_SELECTED TEXT_.

»»

Posted by on Jul 19, 2006 in Uncategorised | No Comments

Writing Flash Fiction

If you’re like me, you find summer heat makes writing fiction difficult. Not only is it hard to concentrate, the computer is never in a good place to deal with sun and writing with paper and pen is a sticky, sun-tan lotiony, sweaty business.

This is when I turn to writing flash fiction.

Flash can be defined as anything from 300 to 1000 words. There are many ready markets out there for good flash fiction, but it’s not an easy option. Stories have to be tight, without extraneous words, and beginners often struggle to capture an adequate narrative line in such a small compass. At one end of the scale flash fiction merges into that interesting beast, the prose poem, and at the other it is something like good, short after-dinner story. The plus side to ultra-short stories is that the first draft of a strong flash can be completed in twenty minutes, (even I can concentrate for that long!) and revising is much easier than a longer story.

Here are some of my favourite venues:
Vestal Review
Smokelong
Flashquake

Often simple ideas work well for flash. I’ve worked with one word themes like Hot, Cold, Wet, Dry and produced flash featuring suttee (the act of burning a wife on her husband’s funeral pyre), an erotic piece about a woman in a snowstorm (published by Ruthie’s Club), a story about rain on the sea (in print with Literary Potpourri) and a story about deserts which ran in both SaucyVox and Thought. Other useful ideas are starsigns (a story about Gemini, for example, could be fitted into 1000 words), seasons, strong emotions, or homages to other writers. I’ve had flash published that played around with de Maupassant’s loathing for Paris and another is due out that looks at bullfights from a non-Hemingway perspective.

««

_EXERCISE DATA_.
»»

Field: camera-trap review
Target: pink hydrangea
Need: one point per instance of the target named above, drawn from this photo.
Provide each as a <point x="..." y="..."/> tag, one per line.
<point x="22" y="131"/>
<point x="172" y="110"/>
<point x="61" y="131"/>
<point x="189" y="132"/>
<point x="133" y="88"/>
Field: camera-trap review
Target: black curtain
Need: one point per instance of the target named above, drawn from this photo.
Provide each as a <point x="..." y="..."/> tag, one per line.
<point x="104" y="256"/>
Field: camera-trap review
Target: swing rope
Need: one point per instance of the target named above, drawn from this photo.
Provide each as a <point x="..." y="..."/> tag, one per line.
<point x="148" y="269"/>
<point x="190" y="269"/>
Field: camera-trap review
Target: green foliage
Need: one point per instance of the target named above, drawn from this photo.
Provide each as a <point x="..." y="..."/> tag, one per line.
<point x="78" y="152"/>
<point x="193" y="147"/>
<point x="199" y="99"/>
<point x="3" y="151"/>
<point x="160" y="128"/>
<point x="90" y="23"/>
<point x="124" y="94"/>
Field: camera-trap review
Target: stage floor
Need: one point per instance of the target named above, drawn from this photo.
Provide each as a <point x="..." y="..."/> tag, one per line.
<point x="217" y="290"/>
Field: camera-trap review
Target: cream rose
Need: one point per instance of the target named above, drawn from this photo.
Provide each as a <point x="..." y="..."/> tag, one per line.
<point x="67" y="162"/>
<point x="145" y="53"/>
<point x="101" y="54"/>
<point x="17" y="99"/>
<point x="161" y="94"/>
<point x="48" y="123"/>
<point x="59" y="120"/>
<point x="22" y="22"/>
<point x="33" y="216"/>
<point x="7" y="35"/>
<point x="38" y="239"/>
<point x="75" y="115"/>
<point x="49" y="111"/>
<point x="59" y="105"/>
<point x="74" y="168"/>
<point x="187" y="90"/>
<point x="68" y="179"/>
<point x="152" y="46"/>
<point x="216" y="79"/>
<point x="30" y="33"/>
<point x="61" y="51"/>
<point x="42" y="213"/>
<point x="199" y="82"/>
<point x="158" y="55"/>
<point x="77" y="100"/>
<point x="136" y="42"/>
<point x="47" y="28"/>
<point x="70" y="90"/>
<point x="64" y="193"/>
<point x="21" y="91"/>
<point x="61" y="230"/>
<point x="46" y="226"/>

««

_WORK TASK_.
Write out the whole post on writing flash fiction again, word for word, from its first line to its last.

_ANSWER SPACE_.
Posted by on Jul 19, 2006 in Uncategorised | No Comments

Writing Flash Fiction

If you’re like me, you find summer heat makes writing fiction difficult. Not only is it hard to concentrate, the computer is never in a good place to deal with sun and writing with paper and pen is a sticky, sun-tan lotiony, sweaty business.

This is when I turn to writing flash fiction.

Flash can be defined as anything from 300 to 1000 words. There are many ready markets out there for good flash fiction, but it’s not an easy option. Stories have to be tight, without extraneous words, and beginners often struggle to capture an adequate narrative line in such a small compass. At one end of the scale flash fiction merges into that interesting beast, the prose poem, and at the other it is something like good, short after-dinner story. The plus side to ultra-short stories is that the first draft of a strong flash can be completed in twenty minutes, (even I can concentrate for that long!) and revising is much easier than a longer story.

Here are some of my favourite venues:
Vestal Review
Smokelong
Flashquake

Often simple ideas work well for flash. I’ve worked with one word themes like Hot, Cold, Wet, Dry and produced flash featuring suttee (the act of burning a wife on her husband’s funeral pyre), an erotic piece about a woman in a snowstorm (published by Ruthie’s Club), a story about rain on the sea (in print with Literary Potpourri) and a story about deserts which ran in both SaucyVox and Thought. Other useful ideas are starsigns (a story about Gemini, for example, could be fitted into 1000 words), seasons, strong emotions, or homages to other writers. I’ve had flash published that played around with de Maupassant’s loathing for Paris and another is due out that looks at bullfights from a non-Hemingway perspective.